■ **Text segment**
--------------------------------

Proposed zoning changes that would affect a pivotal part of Woodstock — the Gateway Overlay district at the eastern entrance to the hamlet, where Routes 375 and 212 converge — have prompted debate over the sometimes competing claims of cultural and architectural preservation, commercial vitality, and the rights of property owners.
As the debate proceeds, the use of a signature parcel in the district — the property at 105-109 Mill Hill Road, which is owned by Cyrus and Nancy Adler — is undergoing one actual change, an expansion of Cucina restaurant, while another, the construction of a hotel, is contemplated.
The proposed changes emerged from a district-by-district review of the local zoning law begun last year by a Town Board subcommittee composed of councilwomen Cathy Magarelli and Terrie Rosenblum. The subcommittee’s assignment was to determine whether portions of the law were outmoded, misguided, or otherwise in need of revision. Following a failed electoral bid for town supervisor, Rosenblum relinquished her Town Board seat at the end of 2011.
Among the Gateway Overlay (GO) district-related proposals discussed to date at the a series of informal workshop-type meetings are the elimination of the Overlay designation and the creation of a new Gateway District with its own table of permitted uses; a relaxation of a “cultural facilities” provision of the current GO district; and revised Special Use Permit (SUP) requirements for activities such as the demolition of existing buildings.

--------------------------------

■ **Records provided**
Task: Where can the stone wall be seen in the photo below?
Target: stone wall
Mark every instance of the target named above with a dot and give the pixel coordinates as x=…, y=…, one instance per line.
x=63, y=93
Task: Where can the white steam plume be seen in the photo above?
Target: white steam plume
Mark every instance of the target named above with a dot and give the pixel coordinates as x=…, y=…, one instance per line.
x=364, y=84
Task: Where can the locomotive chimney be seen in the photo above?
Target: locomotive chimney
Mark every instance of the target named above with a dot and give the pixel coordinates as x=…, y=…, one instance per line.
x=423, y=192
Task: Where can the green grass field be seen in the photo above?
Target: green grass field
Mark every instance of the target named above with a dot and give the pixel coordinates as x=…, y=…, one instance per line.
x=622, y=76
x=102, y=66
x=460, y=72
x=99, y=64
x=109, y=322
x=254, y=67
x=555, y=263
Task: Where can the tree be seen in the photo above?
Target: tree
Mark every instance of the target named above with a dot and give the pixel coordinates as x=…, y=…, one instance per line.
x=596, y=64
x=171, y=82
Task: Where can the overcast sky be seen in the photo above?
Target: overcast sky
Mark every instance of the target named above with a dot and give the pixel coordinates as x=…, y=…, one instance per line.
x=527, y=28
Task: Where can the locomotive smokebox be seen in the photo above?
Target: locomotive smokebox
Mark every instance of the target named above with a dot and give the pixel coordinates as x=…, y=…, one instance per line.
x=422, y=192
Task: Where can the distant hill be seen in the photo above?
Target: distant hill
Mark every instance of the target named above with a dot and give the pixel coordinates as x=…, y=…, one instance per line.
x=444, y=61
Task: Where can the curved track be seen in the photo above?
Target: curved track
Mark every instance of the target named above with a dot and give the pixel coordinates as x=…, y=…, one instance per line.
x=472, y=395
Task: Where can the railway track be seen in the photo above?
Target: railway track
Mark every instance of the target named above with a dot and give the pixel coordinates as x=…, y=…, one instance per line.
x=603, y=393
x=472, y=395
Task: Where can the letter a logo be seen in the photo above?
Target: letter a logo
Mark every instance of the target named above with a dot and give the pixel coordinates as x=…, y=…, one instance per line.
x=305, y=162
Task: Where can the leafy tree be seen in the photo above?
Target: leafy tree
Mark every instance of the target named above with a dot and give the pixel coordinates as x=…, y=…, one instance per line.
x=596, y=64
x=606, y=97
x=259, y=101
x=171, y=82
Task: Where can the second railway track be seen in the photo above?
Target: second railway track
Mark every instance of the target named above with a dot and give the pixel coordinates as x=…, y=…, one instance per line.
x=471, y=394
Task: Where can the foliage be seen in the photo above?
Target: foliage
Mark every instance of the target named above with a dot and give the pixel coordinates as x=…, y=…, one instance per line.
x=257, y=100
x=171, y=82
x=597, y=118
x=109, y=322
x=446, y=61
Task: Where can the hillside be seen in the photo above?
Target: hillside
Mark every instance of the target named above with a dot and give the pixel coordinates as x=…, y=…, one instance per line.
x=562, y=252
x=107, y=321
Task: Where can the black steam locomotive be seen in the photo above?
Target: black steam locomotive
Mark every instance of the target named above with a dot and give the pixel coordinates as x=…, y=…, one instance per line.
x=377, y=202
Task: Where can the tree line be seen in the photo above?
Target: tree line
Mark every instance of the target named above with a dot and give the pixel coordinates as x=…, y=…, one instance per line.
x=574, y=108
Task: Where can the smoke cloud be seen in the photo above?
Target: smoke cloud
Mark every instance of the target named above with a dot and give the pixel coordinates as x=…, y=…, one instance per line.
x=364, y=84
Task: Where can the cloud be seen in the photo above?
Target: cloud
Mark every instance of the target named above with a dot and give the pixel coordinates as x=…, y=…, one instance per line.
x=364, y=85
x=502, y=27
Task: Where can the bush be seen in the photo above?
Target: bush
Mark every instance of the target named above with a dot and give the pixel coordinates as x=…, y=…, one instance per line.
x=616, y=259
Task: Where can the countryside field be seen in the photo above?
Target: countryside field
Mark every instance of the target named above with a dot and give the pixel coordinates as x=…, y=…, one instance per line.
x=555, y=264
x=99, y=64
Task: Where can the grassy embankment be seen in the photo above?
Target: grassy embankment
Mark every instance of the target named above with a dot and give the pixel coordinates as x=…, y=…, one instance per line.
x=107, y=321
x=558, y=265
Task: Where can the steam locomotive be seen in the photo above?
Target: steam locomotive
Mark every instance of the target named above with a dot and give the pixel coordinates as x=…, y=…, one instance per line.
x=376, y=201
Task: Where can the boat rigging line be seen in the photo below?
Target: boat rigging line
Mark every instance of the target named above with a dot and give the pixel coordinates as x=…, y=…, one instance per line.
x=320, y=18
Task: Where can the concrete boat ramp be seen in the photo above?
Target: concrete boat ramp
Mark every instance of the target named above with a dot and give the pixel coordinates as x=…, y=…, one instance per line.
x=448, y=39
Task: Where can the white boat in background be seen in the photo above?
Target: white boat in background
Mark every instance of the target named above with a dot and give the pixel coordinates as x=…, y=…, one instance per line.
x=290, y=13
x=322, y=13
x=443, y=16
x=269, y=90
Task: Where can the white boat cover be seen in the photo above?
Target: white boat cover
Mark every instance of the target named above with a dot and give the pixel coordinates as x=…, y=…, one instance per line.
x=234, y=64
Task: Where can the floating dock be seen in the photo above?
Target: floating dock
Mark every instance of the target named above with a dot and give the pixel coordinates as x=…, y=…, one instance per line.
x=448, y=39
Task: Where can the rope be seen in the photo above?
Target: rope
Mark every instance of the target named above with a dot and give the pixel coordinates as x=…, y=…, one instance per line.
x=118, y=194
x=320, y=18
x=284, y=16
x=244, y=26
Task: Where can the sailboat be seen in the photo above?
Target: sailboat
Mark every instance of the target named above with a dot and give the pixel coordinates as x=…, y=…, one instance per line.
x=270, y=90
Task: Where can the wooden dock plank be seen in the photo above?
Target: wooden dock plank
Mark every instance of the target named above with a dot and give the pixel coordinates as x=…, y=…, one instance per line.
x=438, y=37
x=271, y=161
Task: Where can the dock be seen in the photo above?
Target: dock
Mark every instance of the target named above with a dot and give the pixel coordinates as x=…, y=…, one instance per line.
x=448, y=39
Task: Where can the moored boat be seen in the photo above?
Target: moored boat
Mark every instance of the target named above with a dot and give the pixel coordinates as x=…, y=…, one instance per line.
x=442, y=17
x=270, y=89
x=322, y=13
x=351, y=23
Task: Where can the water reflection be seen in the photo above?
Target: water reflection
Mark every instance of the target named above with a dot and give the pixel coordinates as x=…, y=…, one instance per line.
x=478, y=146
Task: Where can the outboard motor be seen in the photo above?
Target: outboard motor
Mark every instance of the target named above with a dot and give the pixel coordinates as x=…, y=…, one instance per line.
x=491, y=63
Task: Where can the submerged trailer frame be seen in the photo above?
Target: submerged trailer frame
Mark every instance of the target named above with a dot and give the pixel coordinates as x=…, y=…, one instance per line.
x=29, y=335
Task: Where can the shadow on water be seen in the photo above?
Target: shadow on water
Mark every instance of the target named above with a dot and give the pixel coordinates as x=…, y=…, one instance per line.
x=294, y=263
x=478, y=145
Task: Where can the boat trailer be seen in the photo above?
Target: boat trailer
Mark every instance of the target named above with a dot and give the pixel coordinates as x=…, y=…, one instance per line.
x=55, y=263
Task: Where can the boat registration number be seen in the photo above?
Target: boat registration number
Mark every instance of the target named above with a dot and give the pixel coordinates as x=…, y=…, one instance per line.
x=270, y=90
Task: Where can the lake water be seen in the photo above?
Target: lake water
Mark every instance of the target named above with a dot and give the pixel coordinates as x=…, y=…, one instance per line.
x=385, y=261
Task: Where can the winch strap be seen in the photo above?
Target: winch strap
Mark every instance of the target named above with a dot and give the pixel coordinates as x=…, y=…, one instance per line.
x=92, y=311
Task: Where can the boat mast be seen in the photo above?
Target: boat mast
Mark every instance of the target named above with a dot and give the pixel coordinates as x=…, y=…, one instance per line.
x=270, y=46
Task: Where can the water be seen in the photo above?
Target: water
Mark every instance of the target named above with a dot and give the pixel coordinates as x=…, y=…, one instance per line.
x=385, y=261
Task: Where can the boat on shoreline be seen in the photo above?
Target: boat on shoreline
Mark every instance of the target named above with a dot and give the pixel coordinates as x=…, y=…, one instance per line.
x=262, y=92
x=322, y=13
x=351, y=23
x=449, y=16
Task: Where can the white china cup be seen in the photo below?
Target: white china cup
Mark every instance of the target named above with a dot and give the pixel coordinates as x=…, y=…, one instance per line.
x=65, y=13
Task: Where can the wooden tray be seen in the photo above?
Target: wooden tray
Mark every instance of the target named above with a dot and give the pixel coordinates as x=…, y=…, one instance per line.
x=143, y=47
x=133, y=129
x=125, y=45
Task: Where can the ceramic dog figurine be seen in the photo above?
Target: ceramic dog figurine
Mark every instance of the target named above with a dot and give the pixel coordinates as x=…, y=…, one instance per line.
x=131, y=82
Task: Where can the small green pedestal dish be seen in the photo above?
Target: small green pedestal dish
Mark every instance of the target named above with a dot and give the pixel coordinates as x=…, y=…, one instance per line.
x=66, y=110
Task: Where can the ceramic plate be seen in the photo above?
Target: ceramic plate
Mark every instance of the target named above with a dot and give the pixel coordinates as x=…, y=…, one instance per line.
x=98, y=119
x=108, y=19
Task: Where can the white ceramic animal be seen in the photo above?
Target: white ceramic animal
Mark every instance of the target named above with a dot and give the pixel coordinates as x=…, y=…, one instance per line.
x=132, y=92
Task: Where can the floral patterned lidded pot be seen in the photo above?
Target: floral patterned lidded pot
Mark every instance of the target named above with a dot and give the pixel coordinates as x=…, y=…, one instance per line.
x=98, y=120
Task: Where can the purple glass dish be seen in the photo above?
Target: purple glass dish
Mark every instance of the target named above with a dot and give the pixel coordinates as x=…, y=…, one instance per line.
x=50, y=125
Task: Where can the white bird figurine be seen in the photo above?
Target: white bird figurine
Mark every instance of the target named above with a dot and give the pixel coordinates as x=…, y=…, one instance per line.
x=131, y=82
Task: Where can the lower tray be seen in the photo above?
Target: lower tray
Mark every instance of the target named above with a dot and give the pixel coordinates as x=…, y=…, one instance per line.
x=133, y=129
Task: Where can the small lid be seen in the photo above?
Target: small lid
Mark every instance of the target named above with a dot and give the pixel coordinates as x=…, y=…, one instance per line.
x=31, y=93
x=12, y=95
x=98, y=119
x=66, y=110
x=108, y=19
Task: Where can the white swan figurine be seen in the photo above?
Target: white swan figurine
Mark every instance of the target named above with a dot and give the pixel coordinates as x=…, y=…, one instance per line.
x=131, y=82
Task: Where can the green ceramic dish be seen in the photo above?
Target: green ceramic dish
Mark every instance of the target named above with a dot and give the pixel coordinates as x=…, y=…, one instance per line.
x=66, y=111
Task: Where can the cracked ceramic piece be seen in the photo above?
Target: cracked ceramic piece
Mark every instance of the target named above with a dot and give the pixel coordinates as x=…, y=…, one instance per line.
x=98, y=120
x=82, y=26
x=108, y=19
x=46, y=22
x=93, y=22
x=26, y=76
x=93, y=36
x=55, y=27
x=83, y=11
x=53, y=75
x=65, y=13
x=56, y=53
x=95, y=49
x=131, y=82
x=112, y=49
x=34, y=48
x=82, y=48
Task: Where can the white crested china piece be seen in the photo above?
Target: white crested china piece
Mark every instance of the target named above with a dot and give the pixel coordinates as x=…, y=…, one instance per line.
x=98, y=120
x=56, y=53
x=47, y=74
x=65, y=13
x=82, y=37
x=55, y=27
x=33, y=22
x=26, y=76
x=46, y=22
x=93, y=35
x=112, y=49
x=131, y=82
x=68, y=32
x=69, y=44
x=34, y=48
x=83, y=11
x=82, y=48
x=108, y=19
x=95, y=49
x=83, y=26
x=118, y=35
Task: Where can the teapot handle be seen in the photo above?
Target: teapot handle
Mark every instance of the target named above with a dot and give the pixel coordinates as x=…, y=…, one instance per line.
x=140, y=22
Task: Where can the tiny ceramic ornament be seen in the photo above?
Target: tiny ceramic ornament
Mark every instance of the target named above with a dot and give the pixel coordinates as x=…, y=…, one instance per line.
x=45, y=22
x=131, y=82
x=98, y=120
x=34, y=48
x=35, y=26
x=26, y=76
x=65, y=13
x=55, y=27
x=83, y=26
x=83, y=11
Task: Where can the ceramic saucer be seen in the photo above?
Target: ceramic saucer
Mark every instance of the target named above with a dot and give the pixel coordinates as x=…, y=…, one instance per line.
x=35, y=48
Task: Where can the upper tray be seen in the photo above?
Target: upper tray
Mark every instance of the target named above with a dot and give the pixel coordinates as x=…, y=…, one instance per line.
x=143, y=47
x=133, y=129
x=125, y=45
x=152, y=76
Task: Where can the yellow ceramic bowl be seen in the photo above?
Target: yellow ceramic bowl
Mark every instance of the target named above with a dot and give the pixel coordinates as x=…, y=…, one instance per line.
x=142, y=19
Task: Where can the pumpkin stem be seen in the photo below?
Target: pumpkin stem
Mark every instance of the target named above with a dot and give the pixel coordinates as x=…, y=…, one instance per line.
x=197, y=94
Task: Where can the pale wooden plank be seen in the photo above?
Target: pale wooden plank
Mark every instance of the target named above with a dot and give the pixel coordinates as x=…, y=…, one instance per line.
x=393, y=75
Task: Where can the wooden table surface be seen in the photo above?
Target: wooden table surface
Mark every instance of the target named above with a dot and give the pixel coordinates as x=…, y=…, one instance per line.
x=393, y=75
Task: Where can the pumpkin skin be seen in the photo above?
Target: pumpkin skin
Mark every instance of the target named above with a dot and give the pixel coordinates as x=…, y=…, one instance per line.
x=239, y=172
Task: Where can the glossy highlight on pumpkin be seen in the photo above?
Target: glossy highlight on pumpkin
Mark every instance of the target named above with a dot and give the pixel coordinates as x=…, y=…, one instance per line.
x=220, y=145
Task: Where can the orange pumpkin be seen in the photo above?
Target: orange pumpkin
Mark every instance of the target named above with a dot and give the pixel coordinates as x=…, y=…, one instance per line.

--------------------------------

■ **Given problem 1**
Translate this sentence from the Woodstock zoning article into Spanish: "The subcommittee's assignment was to determine whether portions of the law were outmoded, misguided, or otherwise in need of revision."
■ **Given problem 2**
List every person named in the Woodstock zoning article.
■ **Given problem 3**
Resume the Woodstock zoning article after its last sentence and write its next paragraph.

■ **Reply 1**
La tarea del subcomité consistía en determinar si partes de la ley estaban obsoletas, eran desacertadas o necesitaban revisión por algún otro motivo.

■ **Reply 2**
Cyrus Adler
Nancy Adler
Cathy Magarelli
Terrie Rosenblum

■ **Reply 3**
The subcommittee’s findings have been aired at Town Board meetings. Magarelli said in a recent interview that she has discussed various proposed zoning changes with the town’s Planning Board, Zoning Board of Appeals, Commission for Civic Design, and former planning specialist, Dara Trahan.
At its first meeting, on January 3 of this year, the new Town Board, at the behest of councilman Ken Panza, agreed to disband the subcommittee and halt the townwide zoning analysis, while allowing Magarelli to complete the review of the GO district. The next in a series of public, workshop-type meetings on the matter is scheduled to take place at 10:30 a.m. on January 17 at the town offices on Comeau Drive.
The GO is one of four overlay districts created in 1989, when the zoning law underwent its last major revision. The overlay districts are so designated because they overlie, and impose special conditions on standard residential, commercial, and light industrial zoning districts. The GO district is bounded roughly by Playhouse Lane on the west, Birch Lane on the south, Chestnut Hill Road on the east, and Edgewood Lane on the north.
The district includes the Woodstock Playhouse, Woodstock Elementary School, and Woodstock Golf Club. It also includes 105-109 Mill Hill Road, the approximately three-acre parcel owned since 1998 by Cyrus and Nancy Adler, which contains Cucina, the latest restaurant successor of the legendary Deanies, in the historic Riseley house; the “red barn” building that until recently housed a plumbing company and an art gallery; and a residence behind the restaurant.
The GO district, as described in the zoning law, was created for the purpose of “protecting the aesthetic and historic qualities of the District while promoting the development of cultural facilities in the District to benefit the residents of Woodstock.” The “cultural facilities” reference related mainly, or perhaps entirely, to the Woodstock Playhouse, which had been razed by an arson fire in 1988, the year before the amended zoning law was adopted.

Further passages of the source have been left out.